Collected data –
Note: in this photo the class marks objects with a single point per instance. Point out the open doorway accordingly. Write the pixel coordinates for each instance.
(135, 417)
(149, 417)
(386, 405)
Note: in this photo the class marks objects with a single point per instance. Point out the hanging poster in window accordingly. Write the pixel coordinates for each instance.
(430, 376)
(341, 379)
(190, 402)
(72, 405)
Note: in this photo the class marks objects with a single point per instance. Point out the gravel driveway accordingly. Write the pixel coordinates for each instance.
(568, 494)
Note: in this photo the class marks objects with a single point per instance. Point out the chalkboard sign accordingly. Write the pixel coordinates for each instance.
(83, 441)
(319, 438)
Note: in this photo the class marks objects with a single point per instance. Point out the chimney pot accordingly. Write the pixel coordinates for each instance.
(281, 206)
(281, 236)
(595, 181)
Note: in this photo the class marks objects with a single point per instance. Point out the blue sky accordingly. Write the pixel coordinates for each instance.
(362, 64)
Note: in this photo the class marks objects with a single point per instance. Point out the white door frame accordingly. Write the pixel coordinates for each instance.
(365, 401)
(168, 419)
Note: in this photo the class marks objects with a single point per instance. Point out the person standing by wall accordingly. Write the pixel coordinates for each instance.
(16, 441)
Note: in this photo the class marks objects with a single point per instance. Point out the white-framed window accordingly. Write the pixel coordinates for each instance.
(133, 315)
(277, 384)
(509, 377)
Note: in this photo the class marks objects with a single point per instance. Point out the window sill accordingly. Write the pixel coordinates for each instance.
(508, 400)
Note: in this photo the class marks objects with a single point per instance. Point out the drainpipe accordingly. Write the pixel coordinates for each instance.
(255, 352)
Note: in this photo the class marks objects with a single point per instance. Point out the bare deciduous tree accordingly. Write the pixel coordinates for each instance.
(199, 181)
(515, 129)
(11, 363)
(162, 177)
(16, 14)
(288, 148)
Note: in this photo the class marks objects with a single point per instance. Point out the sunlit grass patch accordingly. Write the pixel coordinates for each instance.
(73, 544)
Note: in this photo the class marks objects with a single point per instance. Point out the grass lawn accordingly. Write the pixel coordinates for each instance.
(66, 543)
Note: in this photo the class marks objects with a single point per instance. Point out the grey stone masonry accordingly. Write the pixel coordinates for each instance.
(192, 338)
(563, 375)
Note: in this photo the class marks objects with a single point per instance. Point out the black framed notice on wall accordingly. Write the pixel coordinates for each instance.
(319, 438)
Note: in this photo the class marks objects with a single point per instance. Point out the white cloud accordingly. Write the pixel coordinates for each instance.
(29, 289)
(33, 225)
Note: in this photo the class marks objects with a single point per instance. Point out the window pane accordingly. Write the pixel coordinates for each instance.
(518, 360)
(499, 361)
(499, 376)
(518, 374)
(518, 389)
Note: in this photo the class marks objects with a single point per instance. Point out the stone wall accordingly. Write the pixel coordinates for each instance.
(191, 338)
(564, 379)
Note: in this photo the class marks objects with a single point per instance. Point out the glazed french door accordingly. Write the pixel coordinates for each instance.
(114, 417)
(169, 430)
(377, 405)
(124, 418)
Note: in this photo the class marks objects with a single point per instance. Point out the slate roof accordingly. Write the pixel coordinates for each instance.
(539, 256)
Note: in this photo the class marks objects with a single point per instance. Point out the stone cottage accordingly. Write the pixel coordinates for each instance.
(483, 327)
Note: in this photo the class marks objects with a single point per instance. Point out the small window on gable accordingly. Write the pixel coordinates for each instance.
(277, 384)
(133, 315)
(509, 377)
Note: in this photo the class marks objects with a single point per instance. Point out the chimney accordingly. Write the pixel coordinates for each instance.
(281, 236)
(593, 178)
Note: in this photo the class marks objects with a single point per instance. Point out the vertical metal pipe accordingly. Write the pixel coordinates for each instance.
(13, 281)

INSTRUCTIONS TO FOLLOW – Rewrite the entries from the line holding "out the vertical" through the end of the entries, inclusive, requests included. Shift each pixel coordinate in the answers up by 11.

COMPLETE OUTPUT –
Note: in this photo the class marks objects with a single point per instance. Point out the vertical metal pipe accordingly. Write the pixel coordinates for each instance.
(24, 292)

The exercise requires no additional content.